■ EXERCISE GOAL
Only the number is wanted: how many lines below contain "crane"?

■ GIVEN INFORMATION
################
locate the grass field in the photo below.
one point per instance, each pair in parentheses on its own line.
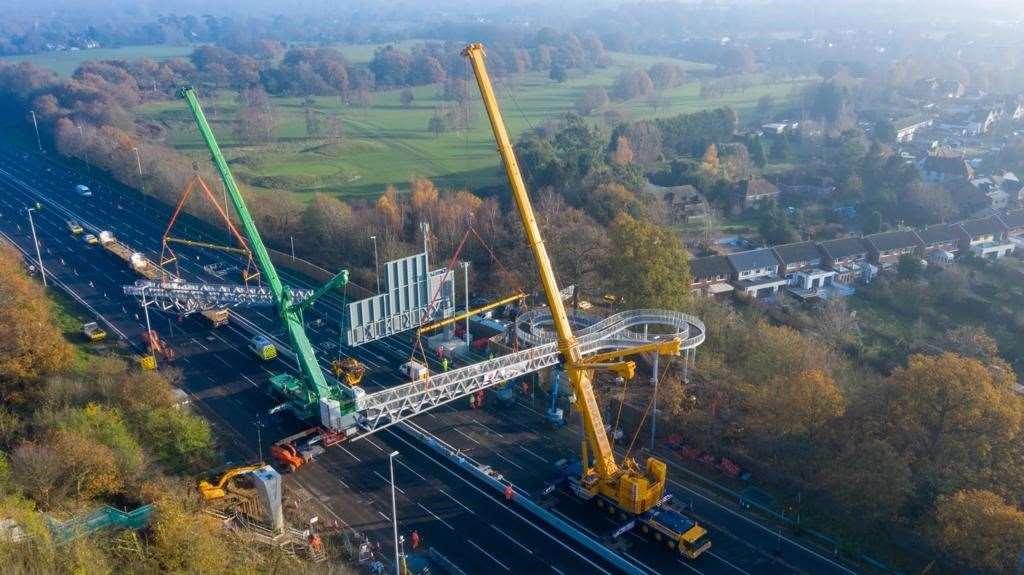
(65,62)
(387,143)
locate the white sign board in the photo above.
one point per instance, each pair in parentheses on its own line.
(413,296)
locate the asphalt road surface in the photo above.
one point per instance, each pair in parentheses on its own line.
(479,532)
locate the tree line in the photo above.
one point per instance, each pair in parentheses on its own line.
(79,431)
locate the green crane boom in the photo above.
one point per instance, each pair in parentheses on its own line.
(306,396)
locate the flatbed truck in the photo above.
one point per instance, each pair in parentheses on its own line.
(217,317)
(135,260)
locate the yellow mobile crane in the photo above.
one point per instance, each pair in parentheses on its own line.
(219,489)
(635,493)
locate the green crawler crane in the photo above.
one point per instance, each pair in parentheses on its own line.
(309,396)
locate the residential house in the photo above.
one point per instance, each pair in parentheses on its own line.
(886,249)
(757,190)
(779,128)
(907,127)
(986,237)
(801,265)
(941,169)
(1014,188)
(933,87)
(941,241)
(756,272)
(848,258)
(711,275)
(951,89)
(998,189)
(1014,223)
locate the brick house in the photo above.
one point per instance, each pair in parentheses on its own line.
(711,275)
(941,169)
(885,249)
(758,190)
(848,258)
(986,237)
(941,241)
(801,264)
(756,272)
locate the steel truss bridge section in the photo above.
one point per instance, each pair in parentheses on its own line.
(384,408)
(187,297)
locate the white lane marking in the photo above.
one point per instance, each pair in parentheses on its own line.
(385,480)
(539,528)
(435,517)
(460,503)
(526,449)
(729,563)
(350,453)
(510,461)
(488,429)
(412,470)
(493,558)
(458,431)
(509,537)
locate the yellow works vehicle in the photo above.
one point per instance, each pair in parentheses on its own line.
(263,348)
(93,332)
(631,491)
(219,489)
(348,369)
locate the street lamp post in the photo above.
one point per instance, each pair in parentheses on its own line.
(394,512)
(377,267)
(35,124)
(259,437)
(138,162)
(465,276)
(85,149)
(35,239)
(653,421)
(148,328)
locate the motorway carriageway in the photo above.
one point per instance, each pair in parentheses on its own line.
(516,442)
(477,530)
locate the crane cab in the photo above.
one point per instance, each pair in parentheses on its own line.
(263,348)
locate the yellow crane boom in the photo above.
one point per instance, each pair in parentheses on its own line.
(634,490)
(470,313)
(217,490)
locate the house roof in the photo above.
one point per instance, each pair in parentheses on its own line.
(910,122)
(947,165)
(983,226)
(758,186)
(800,252)
(893,239)
(753,259)
(843,248)
(710,267)
(1013,220)
(940,233)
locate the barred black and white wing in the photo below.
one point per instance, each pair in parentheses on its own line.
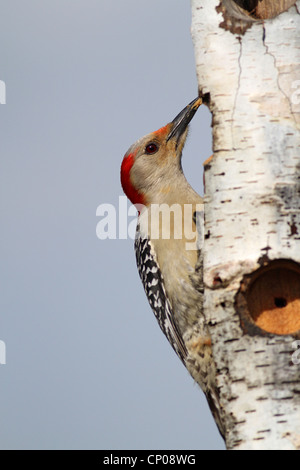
(153,283)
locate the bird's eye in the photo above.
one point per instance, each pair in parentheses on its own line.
(151,148)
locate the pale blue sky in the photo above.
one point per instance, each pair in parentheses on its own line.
(87,365)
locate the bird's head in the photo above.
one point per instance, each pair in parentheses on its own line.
(151,165)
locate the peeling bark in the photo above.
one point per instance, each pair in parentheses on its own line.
(249,75)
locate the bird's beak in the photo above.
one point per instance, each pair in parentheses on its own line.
(182,120)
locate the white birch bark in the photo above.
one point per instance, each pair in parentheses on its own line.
(251,80)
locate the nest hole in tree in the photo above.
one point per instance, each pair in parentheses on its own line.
(272,298)
(262,9)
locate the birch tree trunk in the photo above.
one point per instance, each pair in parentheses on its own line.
(248,67)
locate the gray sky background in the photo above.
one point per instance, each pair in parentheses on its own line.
(87,365)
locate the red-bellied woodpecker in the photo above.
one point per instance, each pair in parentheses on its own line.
(167,250)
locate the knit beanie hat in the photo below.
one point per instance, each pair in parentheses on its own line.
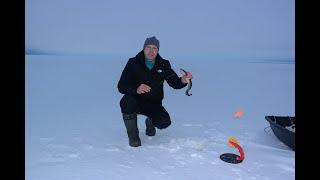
(151,41)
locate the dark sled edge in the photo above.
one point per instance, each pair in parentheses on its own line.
(278,124)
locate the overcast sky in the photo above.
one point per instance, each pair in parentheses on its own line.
(244,28)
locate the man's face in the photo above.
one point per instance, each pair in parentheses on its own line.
(150,52)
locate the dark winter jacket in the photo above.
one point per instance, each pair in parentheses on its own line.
(136,73)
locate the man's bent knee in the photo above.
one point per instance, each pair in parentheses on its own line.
(128,104)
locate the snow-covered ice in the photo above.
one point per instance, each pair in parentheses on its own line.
(74,128)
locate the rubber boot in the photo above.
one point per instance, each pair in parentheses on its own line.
(130,121)
(150,129)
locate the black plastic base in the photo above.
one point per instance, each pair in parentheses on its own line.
(230,158)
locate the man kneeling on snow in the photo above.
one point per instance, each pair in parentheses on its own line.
(141,82)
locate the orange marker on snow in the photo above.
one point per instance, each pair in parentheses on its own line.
(233,158)
(238,114)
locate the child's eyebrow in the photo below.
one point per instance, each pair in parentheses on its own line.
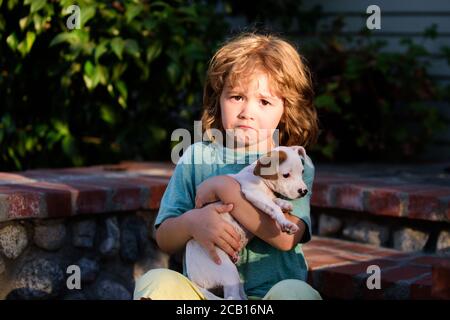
(268,97)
################
■ WRITTEN SOLUTION
5